_TEXT PROVIDED_
Begin
Breaking into Asia’s Senior Market


Noriko Kawamura
Global Business Division


  • As Asia ages, there are signs that the "senior market" is a growing area in the private sector
  • Testing of business models in Taiwan is the key to breaking into larger Asian market
  • Great opportunities for Japanese companies to acquire market data through tests. Swift action is needed to enter Asia's senior market
Although Japan’s population is aging rapidly, some Asian countries are aging at an even greater pace. People aged 65 and over will account for more than 7% of the total population of four ASEAN countries by 2020 marking the entire region’s shift towards “ageing societies.” Combine this with China, we will see the emergence of an enormous “senior market” (those over the age of 65) comprising 170 million people.
The testing of business models in neighboring Taiwan followed by their application across Asia is an effective strategy for Japanese companies looking to expand into this enormous market (see diagram).

There are a number of reasons why. The first is that the "silver industry" (services and products provided to the senior market) is forecast to see large growth within the next few years as a result of Taiwan's particularly high rate of ageing.*1 The country is currently addressing its need for eldercare personnel through sheer volume tactics with direct employment of a large number of foreign workers across individual households. This provides Japanese companies with an opportunity for market entry via the application of systematic approaches to caregiving that effectively distribute a limited number of personnel.
End
_DATA SHOWN_
Begin
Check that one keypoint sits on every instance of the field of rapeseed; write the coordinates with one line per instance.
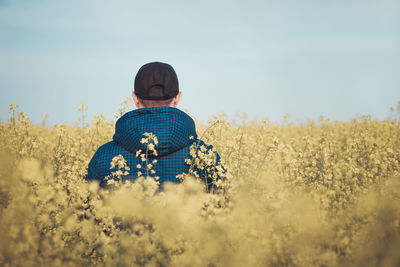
End
_EXERCISE TASKS_
(a) Render this sentence from the senior-market text above in Spanish: "The country is currently addressing its need for eldercare personnel through sheer volume tactics with direct employment of a large number of foreign workers across individual households."
(b) Please extend the senior-market text above, picking up after its final sentence.

_ANSWERS GIVEN_
(a) Actualmente, el país está atendiendo su necesidad de personal de atención a personas mayores mediante tácticas de puro volumen, con la contratación directa de un gran número de trabajadores extranjeros en hogares particulares.

(b)
The second reason is that Taiwanese mobile communications and information technology companies have been actively building digital platforms in the healthcare field. Seizing the initiative with a platform that connects the elderly with service providers would allow for a business to amass data on the senior market’s lifestyles in addition to care needs.

Finally, Taiwanese and Japanese companies have a long history of collaboration and a deep understanding of one another’s business customs. Many Japanese companies have partnered with Taiwanese peers to enter the Chinese market. Partnerships such as these may provide Japanese companies with an effective foothold for cultivating markets throughout Asia.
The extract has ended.